• WHAT IS EXPECTED:
Your answer must be every line below, repeated exactly.

• PROVIDED DATA:

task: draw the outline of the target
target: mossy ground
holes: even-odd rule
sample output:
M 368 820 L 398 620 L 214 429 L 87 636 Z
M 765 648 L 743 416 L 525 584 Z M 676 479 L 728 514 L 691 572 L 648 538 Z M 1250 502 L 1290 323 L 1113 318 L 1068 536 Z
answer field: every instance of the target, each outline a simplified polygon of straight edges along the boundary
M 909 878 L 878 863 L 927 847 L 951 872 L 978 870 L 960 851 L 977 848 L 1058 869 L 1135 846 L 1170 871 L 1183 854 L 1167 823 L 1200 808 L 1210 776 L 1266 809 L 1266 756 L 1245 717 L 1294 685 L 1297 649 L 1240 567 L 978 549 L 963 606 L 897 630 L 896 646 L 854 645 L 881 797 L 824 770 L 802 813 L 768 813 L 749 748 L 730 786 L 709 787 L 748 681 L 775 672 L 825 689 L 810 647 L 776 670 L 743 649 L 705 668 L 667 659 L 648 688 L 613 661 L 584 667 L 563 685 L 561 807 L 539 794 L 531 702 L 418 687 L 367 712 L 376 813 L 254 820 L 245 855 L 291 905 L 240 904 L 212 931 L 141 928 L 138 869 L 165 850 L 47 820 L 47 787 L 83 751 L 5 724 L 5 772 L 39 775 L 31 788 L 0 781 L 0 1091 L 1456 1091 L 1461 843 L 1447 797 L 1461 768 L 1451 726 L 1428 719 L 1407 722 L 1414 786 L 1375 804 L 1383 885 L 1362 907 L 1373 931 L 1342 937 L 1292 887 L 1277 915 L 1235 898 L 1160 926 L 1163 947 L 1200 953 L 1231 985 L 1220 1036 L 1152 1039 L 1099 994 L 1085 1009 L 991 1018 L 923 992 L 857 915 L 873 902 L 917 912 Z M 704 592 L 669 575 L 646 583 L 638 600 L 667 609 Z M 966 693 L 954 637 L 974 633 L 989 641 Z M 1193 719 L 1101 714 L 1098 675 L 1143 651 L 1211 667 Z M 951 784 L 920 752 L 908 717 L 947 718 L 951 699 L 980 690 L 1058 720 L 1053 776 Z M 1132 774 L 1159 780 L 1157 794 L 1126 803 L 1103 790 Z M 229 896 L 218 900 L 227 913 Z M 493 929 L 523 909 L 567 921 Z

• RESPONSE TO THIS TASK:
task: draw the outline of the target
target: mossy ground
holes: even-odd rule
sample output:
M 368 820 L 398 620 L 214 429 L 87 636 Z
M 765 648 L 743 416 L 525 584 Z M 676 479 L 728 514 L 691 572 L 648 538 Z M 1250 502 L 1290 323 L 1113 318 L 1068 536 Z
answer field: every instance of the target, each outline a simplified polygon of straight edges along the boundary
M 909 878 L 878 863 L 927 847 L 951 872 L 978 870 L 960 851 L 977 848 L 1058 869 L 1135 846 L 1170 871 L 1183 854 L 1167 823 L 1200 808 L 1210 776 L 1266 809 L 1266 756 L 1245 717 L 1294 685 L 1297 649 L 1240 567 L 978 549 L 963 606 L 897 630 L 896 646 L 854 645 L 881 797 L 824 770 L 802 813 L 768 813 L 749 748 L 730 786 L 709 787 L 748 681 L 775 672 L 825 689 L 810 647 L 776 670 L 743 649 L 705 668 L 667 659 L 648 688 L 613 661 L 584 667 L 563 685 L 561 807 L 539 794 L 531 702 L 418 687 L 367 712 L 376 813 L 254 820 L 245 855 L 291 905 L 240 904 L 212 931 L 141 928 L 138 869 L 165 850 L 47 820 L 47 787 L 83 751 L 5 724 L 5 772 L 39 775 L 31 788 L 0 781 L 0 1091 L 1456 1091 L 1461 843 L 1447 797 L 1461 768 L 1451 726 L 1428 719 L 1407 722 L 1414 786 L 1375 804 L 1383 885 L 1362 907 L 1373 931 L 1342 937 L 1292 887 L 1277 915 L 1235 898 L 1160 926 L 1163 947 L 1200 953 L 1231 985 L 1220 1036 L 1152 1039 L 1099 994 L 1085 1009 L 991 1018 L 923 992 L 857 915 L 873 902 L 917 912 Z M 704 592 L 669 575 L 646 583 L 638 600 L 667 609 Z M 966 693 L 954 637 L 974 633 L 989 641 Z M 1193 719 L 1101 714 L 1098 675 L 1143 651 L 1211 667 Z M 951 784 L 920 752 L 908 717 L 947 718 L 951 699 L 980 690 L 1058 720 L 1053 776 Z M 1132 774 L 1159 780 L 1157 794 L 1126 803 L 1103 790 Z M 229 896 L 218 900 L 227 913 Z M 493 929 L 523 909 L 567 921 Z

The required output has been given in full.